EXCERPTED DATA
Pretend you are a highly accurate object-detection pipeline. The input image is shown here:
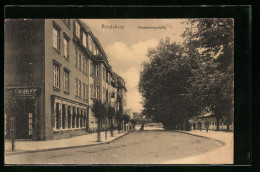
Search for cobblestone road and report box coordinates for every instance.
[5,130,223,164]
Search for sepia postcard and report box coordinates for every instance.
[4,18,234,165]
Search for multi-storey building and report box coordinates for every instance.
[5,19,126,140]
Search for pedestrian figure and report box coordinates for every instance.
[205,121,209,132]
[198,121,202,131]
[193,123,196,130]
[140,124,144,131]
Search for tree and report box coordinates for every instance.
[123,114,130,131]
[115,111,123,134]
[92,100,106,142]
[130,119,137,130]
[139,38,196,129]
[183,18,234,129]
[107,106,115,137]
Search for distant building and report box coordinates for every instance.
[4,19,127,140]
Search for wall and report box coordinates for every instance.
[45,19,89,139]
[4,19,45,139]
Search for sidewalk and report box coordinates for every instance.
[162,130,234,164]
[5,130,127,155]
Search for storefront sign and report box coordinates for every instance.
[8,88,40,96]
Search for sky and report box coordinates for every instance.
[82,19,187,112]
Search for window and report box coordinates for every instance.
[82,32,87,48]
[82,82,86,99]
[92,43,97,55]
[76,20,80,38]
[52,26,60,51]
[85,57,88,74]
[56,103,61,129]
[82,57,86,73]
[75,78,79,96]
[90,61,94,77]
[95,86,99,99]
[78,80,81,97]
[90,84,94,97]
[103,67,106,81]
[75,49,78,67]
[64,70,69,92]
[96,65,99,77]
[85,84,89,99]
[67,106,72,128]
[88,35,93,52]
[53,64,60,88]
[106,90,108,102]
[62,19,70,28]
[63,38,69,58]
[78,54,81,70]
[28,113,33,136]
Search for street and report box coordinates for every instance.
[5,130,222,164]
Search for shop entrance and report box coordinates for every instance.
[7,98,36,139]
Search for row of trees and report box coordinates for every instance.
[92,100,130,141]
[139,19,234,129]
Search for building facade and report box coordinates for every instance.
[4,19,127,140]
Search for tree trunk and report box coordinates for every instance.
[110,119,114,137]
[97,119,101,142]
[216,118,219,131]
[117,121,120,134]
[227,123,230,131]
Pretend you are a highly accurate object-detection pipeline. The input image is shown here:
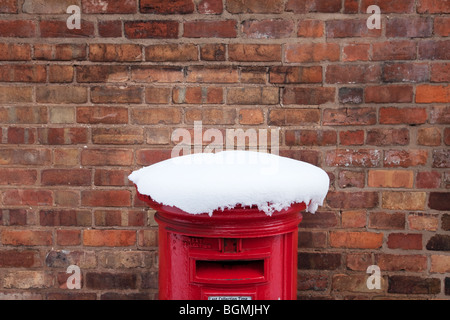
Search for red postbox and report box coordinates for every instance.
[137,192,306,300]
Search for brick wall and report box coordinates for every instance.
[0,0,450,299]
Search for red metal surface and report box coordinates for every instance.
[138,186,306,300]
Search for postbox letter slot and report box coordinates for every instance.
[195,259,265,283]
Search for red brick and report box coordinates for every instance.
[283,87,335,105]
[268,109,320,126]
[92,127,144,145]
[36,85,87,104]
[339,130,364,146]
[387,233,422,250]
[83,230,136,247]
[364,85,413,103]
[297,20,325,38]
[242,19,294,39]
[430,105,450,124]
[41,169,91,186]
[285,43,340,62]
[76,107,128,124]
[183,20,237,38]
[145,44,198,62]
[417,127,442,146]
[431,62,450,82]
[34,44,86,61]
[366,128,409,146]
[124,20,179,39]
[417,0,450,13]
[228,44,281,62]
[98,21,122,38]
[39,20,95,38]
[186,66,239,83]
[38,127,88,145]
[197,0,223,14]
[0,86,33,103]
[376,254,427,272]
[338,170,366,188]
[419,40,450,60]
[0,168,37,185]
[77,65,128,83]
[269,66,322,84]
[286,0,342,13]
[136,149,172,166]
[382,63,430,82]
[386,17,433,38]
[226,0,284,13]
[360,0,415,13]
[372,40,417,61]
[369,211,406,230]
[434,17,450,37]
[81,0,136,13]
[0,20,36,38]
[323,107,377,126]
[3,189,53,206]
[91,86,142,104]
[200,43,226,61]
[140,0,195,14]
[379,107,428,124]
[173,87,223,104]
[342,43,370,62]
[227,87,280,105]
[94,169,131,186]
[384,149,428,168]
[330,231,383,249]
[326,19,381,38]
[131,107,181,125]
[0,43,31,61]
[81,148,133,166]
[0,0,19,13]
[131,66,184,83]
[0,249,39,268]
[325,149,381,168]
[367,170,414,188]
[1,230,53,246]
[433,149,450,168]
[81,190,131,208]
[416,171,441,189]
[39,210,92,226]
[325,64,381,84]
[56,230,81,246]
[89,43,142,62]
[416,84,450,103]
[6,127,37,144]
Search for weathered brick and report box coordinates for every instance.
[283,87,336,105]
[364,85,413,103]
[81,0,136,13]
[242,19,294,39]
[145,44,198,62]
[226,0,284,13]
[325,149,381,168]
[323,107,377,126]
[285,43,340,62]
[326,191,378,209]
[383,149,428,168]
[228,44,281,62]
[367,170,414,188]
[382,191,426,210]
[330,231,383,249]
[183,20,237,38]
[124,20,179,39]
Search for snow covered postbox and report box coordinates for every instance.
[129,151,329,300]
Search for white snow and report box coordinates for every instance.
[128,150,329,215]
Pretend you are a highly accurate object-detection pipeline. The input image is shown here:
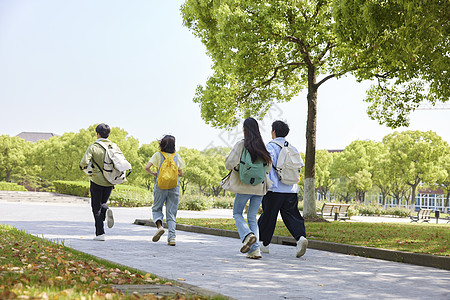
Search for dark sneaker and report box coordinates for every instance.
[106,208,114,228]
[295,236,308,258]
[247,248,262,259]
[241,233,256,253]
[152,227,164,242]
[93,234,105,242]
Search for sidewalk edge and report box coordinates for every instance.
[134,219,450,270]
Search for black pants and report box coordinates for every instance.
[90,181,114,235]
[258,191,306,246]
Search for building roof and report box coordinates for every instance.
[16,132,57,143]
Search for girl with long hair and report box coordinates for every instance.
[222,118,272,259]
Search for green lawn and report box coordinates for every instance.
[177,218,450,256]
[0,224,222,299]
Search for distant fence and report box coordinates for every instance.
[316,193,450,213]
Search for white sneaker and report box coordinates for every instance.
[152,227,164,242]
[106,208,114,228]
[259,241,270,253]
[295,236,308,258]
[93,234,105,242]
[247,248,262,259]
[241,233,256,253]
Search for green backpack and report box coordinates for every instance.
[239,148,267,185]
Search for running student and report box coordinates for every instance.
[80,123,114,241]
[222,118,272,259]
[145,135,183,246]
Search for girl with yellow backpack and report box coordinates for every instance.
[145,135,183,246]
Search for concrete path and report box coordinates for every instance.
[0,193,450,300]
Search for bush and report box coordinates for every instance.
[0,182,27,192]
[383,207,411,218]
[355,204,383,216]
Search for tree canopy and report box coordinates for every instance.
[181,0,449,217]
[334,0,450,128]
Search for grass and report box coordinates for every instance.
[177,218,450,256]
[0,224,223,299]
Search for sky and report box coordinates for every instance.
[0,0,450,152]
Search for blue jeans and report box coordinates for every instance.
[152,184,180,240]
[233,194,263,252]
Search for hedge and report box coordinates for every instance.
[0,181,27,192]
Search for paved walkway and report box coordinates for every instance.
[0,196,450,300]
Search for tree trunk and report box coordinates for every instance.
[303,65,317,217]
[444,189,450,213]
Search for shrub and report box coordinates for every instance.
[384,207,411,218]
[0,182,27,192]
[355,204,383,216]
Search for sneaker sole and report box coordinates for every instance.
[295,240,308,258]
[152,228,164,242]
[247,255,262,259]
[241,236,256,253]
[106,209,114,228]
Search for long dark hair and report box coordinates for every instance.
[244,118,272,163]
[159,135,175,153]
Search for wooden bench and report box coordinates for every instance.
[321,203,350,221]
[409,208,432,223]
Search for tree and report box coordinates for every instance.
[0,135,32,182]
[334,141,383,200]
[335,0,450,128]
[181,0,444,217]
[383,131,448,208]
[436,147,450,212]
[372,144,392,205]
[316,150,336,198]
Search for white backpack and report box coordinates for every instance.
[272,141,304,185]
[96,141,131,184]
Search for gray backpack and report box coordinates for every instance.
[271,141,304,185]
[96,141,131,184]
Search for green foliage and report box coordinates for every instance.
[0,182,27,191]
[383,131,449,203]
[181,0,344,127]
[0,135,32,181]
[334,0,450,128]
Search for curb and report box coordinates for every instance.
[133,219,450,270]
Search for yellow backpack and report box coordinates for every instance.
[158,152,178,190]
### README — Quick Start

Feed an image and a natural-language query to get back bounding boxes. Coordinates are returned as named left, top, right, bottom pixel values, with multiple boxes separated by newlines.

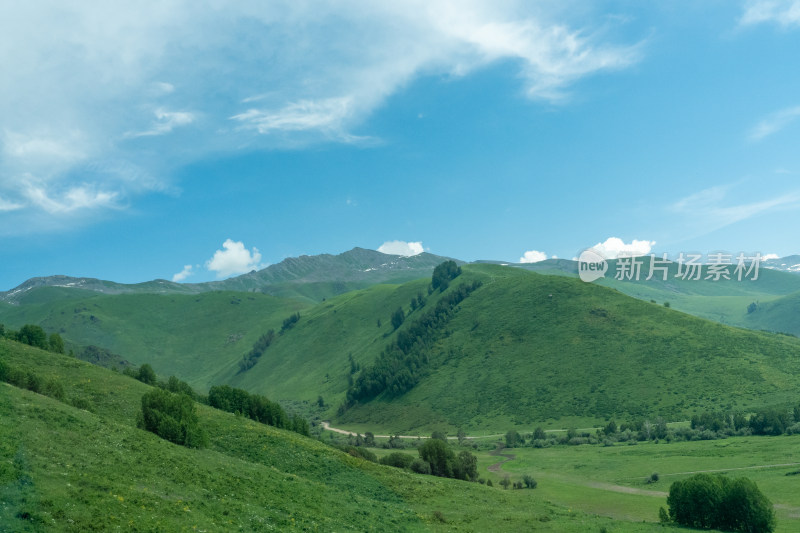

EXERCISE DETAILS
Please pull out every line in the records above that contains the word "brick" and list those lines.

FULL SOLUTION
Search for brick wall and report box coordinates for every instance.
Search for red brick and report box coordinates for every instance.
Search for weathered brick and report box coordinates for every instance.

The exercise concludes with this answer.